___ DOCUMENT SEGMENT
Saturday, December 17, 2016

The Day After Tomorrow

“It ain't what you don't know that gets you into trouble. It's what you know for sure that just ain't so.” – Samuel Clemens

Anyone remember the 2004 movie “The Day After Tomorrow” where global warming throws the world into a new ice age overnight and we all end up as refugees in Mexico? I won’t blame you if you don’t, because it was a pretty forgettable movie whose premise was based on a novel written by a guy who is still certain he was abducted by aliens in 1983. 

Catastrophes do happen though and the realization that they have happened on a worldwide scale represents a paradigm shift in the fields of geology and paleontology. I can pinpoint the exact day that this shift occurred – June 6th, 1980, when Luis and Walter Alvarez published “Extraterrestrial Cause for the Cretaceous-Tertiary Extinction” (layman’s translation: - “The Day the Killer Asteroid Wiped out the Dinosaurs”) in the highly regarded journal “Science.”

It took well over a decade, but the scientific community finally decided the Alvarez’s were right. Subsequently, when geologists went back to look at the geologic record with a new perspective, they came the realization that many other geologic events like mass extinctions probably occurred far more swiftly than originally thought.

Like all geologists, I learned that the “present is the key to the past” - that the slow and steady geologic processes we see today can explain the geologic record. This principle was espoused by Charles Lyell, considered the “father of geology.” Back in the early nineteenth century Lyell’s principle was very insightful, based on his scientific observations at the time, but we know a lot more now than we did almost 200 years ago.
______
- **EXERCISE INSTRUCTIONS**:
(A) Translate this sentence from the post above into Spanish: "Catastrophes do happen though and the realization that they have happened on a worldwide scale represents a paradigm shift in the fields of geology and paleontology."
(B) Name every person who is mentioned by name in the post above.
___ SOURCE MATERIAL
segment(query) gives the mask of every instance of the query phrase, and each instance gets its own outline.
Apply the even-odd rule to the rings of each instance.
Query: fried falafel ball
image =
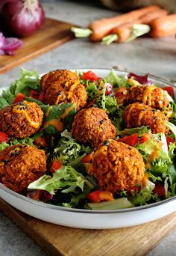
______
- **WRITTEN RESPONSES**:
(A) Sin embargo, las catástrofes sí ocurren, y darse cuenta de que han ocurrido a escala mundial representa un cambio de paradigma en los campos de la geología y la paleontología.

(B) Samuel Clemens, Luis Alvarez, Walter Alvarez, Charles Lyell